§ **Written task**:
Print the post below on contingent faculty and Secretary Solis in full, word for word.

§ **Extract**:
(begin)

If you caught the August 25 NPR broadcast of Neal Conan's "Talk of the Nation" and listened to the end, you might have heard the secretary's response to a listener's (the astute Betsey Smith of Cape Cod Community College) email about contingent faculty inequity. The secretary's response, while indicating some awareness of the complexity of the problem, seemed more informed by management's perspective and priorities than by thoe of contingents. So I wrote her the letter below, which I encourage you to adapt to your own situation and experience of contingency and send off as well. Secretary Solis's repeatedly expressed sympathies for labor would make her seem predisposed to empathize with us, so a little nudge from the laborers might help. And check out some of these suggested readings yourself, if you missed them: they're recent, and even many of the print sources (from the Wall Street Journal, e.g.) are Googleable.
26 August 2009
Hilda L. Solis, Secretary
Department of Labor
200 Constitution Ave., NW
Washington, DC 20210
Dear Secretary Solis:
I was dismayed to hear you disparage the commitment of part-time faculty to their institutions on NPR’s “Talk of the Nation” yesterday. Will all due respect to your concern for those who labor in other professions, your former position as trustee for a community college seems to have given you an elitist’s view of the education industry and its very particular labor problems, which are as intricate as they are increasingly severe. In fact, contingent faculty (including part-time and full-time teachers off the tenure track, whose shorter-term contracts are CONTINGENT upon enrollment and funding), are the blue-collar laborers of academia.
Your assertion that such faculty are “gonna go where they can get their salary paid” makes us sound mercenary, a common perception among the tenure-stream colleagues and administrators whose sabbaticals and six-digit salaries our per-course payments enable. Course by course, we’re paid less than a quarter of what tenure-stream faculty are given, according to estimates by American Federation of Teachers and the American Association of University Professors; in November 2008, US NEWS & WORLD REPORT'S estimate of $8,000/$1,800 is closer to a fifth, not to mention ratios of job security, professional advancement, and respect that can’t even be calculated, since our measure of these is so close to zero.

(end)

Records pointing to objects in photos
(begin)

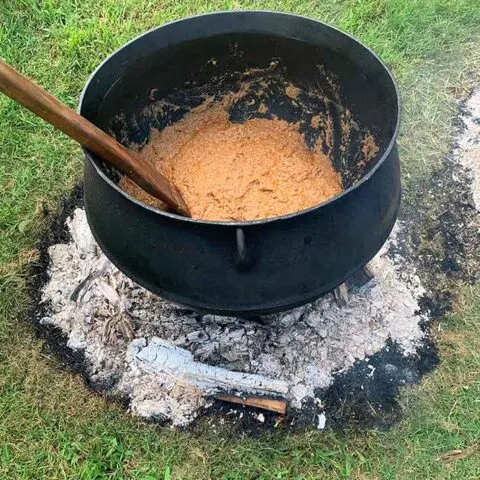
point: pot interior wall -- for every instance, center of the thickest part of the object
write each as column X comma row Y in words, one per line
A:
column 353, row 107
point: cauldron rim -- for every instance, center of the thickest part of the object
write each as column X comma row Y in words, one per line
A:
column 174, row 216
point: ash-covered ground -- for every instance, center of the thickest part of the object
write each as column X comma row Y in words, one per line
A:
column 332, row 364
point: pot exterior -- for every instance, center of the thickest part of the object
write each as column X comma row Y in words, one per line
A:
column 254, row 267
column 290, row 261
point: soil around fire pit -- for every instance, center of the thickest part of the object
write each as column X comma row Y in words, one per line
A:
column 437, row 238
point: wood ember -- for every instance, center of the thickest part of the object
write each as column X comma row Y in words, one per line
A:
column 170, row 362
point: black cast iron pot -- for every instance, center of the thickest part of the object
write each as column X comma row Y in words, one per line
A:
column 248, row 268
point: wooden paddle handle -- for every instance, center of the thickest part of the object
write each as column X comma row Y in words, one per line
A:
column 41, row 103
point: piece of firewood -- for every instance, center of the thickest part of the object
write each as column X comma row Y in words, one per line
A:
column 270, row 404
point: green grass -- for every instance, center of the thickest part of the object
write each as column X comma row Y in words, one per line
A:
column 51, row 426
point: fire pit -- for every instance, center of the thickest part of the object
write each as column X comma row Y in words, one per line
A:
column 248, row 268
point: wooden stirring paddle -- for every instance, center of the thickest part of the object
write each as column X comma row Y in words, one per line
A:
column 41, row 103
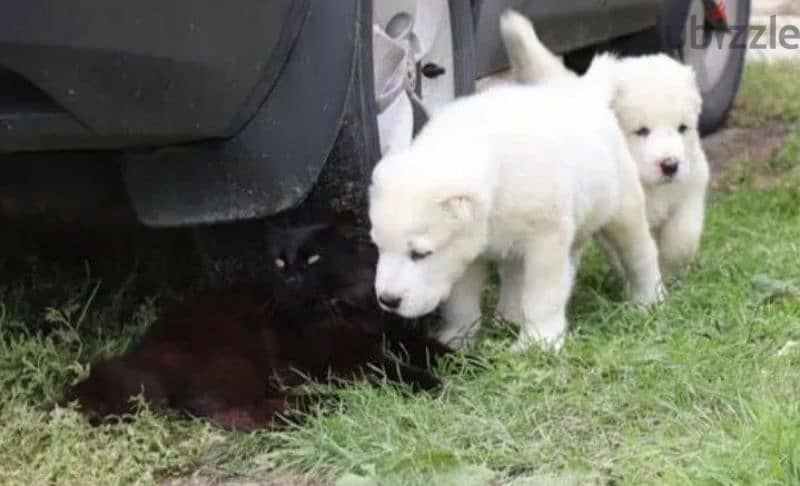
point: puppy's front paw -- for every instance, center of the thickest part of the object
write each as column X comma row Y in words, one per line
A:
column 650, row 296
column 552, row 341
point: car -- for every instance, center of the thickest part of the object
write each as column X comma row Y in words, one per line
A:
column 219, row 117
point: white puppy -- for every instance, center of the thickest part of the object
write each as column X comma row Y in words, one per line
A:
column 658, row 106
column 523, row 174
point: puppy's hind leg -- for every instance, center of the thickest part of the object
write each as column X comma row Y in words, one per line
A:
column 679, row 236
column 549, row 274
column 509, row 304
column 462, row 310
column 629, row 236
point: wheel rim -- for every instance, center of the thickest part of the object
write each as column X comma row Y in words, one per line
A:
column 706, row 49
column 413, row 66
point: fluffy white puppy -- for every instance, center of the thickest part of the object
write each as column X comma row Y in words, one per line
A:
column 658, row 105
column 523, row 174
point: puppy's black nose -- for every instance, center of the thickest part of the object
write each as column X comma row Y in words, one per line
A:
column 389, row 301
column 669, row 167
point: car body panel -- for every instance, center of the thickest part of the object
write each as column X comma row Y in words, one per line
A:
column 231, row 136
column 563, row 25
column 275, row 160
column 123, row 74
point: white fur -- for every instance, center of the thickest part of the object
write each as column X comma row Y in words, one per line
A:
column 522, row 174
column 655, row 92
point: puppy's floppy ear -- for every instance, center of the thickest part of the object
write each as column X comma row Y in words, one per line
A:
column 461, row 207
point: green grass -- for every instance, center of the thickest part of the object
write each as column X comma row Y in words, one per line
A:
column 704, row 389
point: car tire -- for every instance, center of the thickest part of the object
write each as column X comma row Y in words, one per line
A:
column 234, row 253
column 718, row 60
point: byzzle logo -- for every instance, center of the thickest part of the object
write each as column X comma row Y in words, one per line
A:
column 717, row 14
column 718, row 28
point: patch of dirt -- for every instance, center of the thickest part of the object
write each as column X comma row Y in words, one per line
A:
column 733, row 145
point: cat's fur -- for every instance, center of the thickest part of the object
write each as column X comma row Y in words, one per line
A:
column 231, row 358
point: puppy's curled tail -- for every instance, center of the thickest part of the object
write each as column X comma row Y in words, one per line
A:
column 531, row 61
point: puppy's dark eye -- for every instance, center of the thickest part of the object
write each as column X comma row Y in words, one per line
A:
column 417, row 255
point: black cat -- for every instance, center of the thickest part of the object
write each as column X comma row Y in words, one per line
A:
column 234, row 358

(end)

§ **Exercise result**:
If you caught the August 25 NPR broadcast of Neal Conan's "Talk of the Nation" and listened to the end, you might have heard the secretary's response to a listener's (the astute Betsey Smith of Cape Cod Community College) email about contingent faculty inequity. The secretary's response, while indicating some awareness of the complexity of the problem, seemed more informed by management's perspective and priorities than by thoe of contingents. So I wrote her the letter below, which I encourage you to adapt to your own situation and experience of contingency and send off as well. Secretary Solis's repeatedly expressed sympathies for labor would make her seem predisposed to empathize with us, so a little nudge from the laborers might help. And check out some of these suggested readings yourself, if you missed them: they're recent, and even many of the print sources (from the Wall Street Journal, e.g.) are Googleable.
26 August 2009
Hilda L. Solis, Secretary
Department of Labor
200 Constitution Ave., NW
Washington, DC 20210
Dear Secretary Solis:
I was dismayed to hear you disparage the commitment of part-time faculty to their institutions on NPR’s “Talk of the Nation” yesterday. Will all due respect to your concern for those who labor in other professions, your former position as trustee for a community college seems to have given you an elitist’s view of the education industry and its very particular labor problems, which are as intricate as they are increasingly severe. In fact, contingent faculty (including part-time and full-time teachers off the tenure track, whose shorter-term contracts are CONTINGENT upon enrollment and funding), are the blue-collar laborers of academia.
Your assertion that such faculty are “gonna go where they can get their salary paid” makes us sound mercenary, a common perception among the tenure-stream colleagues and administrators whose sabbaticals and six-digit salaries our per-course payments enable. Course by course, we’re paid less than a quarter of what tenure-stream faculty are given, according to estimates by American Federation of Teachers and the American Association of University Professors; in November 2008, US NEWS & WORLD REPORT'S estimate of $8,000/$1,800 is closer to a fifth, not to mention ratios of job security, professional advancement, and respect that can’t even be calculated, since our measure of these is so close to zero.